__SUPPLIED DATA__
##############################
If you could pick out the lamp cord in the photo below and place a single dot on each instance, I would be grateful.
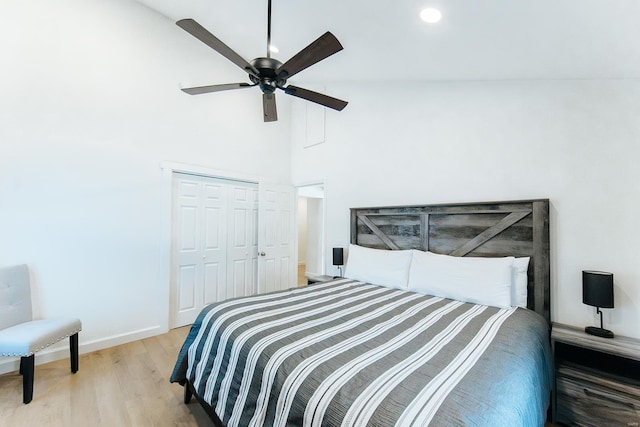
##############################
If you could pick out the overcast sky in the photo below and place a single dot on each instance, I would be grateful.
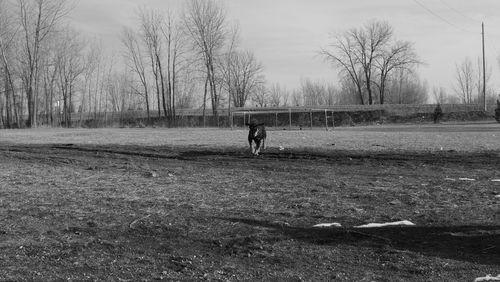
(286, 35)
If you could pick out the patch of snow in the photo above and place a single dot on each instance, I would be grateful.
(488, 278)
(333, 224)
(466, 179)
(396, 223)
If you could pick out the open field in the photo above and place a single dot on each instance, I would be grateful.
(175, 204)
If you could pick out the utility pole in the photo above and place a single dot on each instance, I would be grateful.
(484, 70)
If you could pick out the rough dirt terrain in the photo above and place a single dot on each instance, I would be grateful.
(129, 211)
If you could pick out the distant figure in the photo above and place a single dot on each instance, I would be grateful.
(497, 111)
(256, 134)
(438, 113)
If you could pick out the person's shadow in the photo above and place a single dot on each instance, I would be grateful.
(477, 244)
##############################
__SET TASK__
Extract every line above that contains the word "grateful", treating uppercase and lowercase as distinct.

__ANSWER__
If you could pick out the lamp cord in the photo below and place a single dot on each instance, I would be grateful.
If you could pick out the overcast sky in the photo below and place a single dot on each instance, I would be grateful.
If you could pick out the patch of snow in the photo above and place a single dot on each instance, I would be grateful.
If you could pick out the open field in the photo above and place a single dot on each instance, I would be grateful.
If you could pick out the utility pole in the photo above and place a single dot on each instance, I would be grateful.
If you could pick out the rough dirt terrain in the photo above and place a single dot on each instance, I would be grateful.
If you could pick out the distant figure in the photo above and place a single dot on each instance, I would be grateful.
If you could pick out the person's shadow in the photo above and place a single dot on each instance, I would be grateful.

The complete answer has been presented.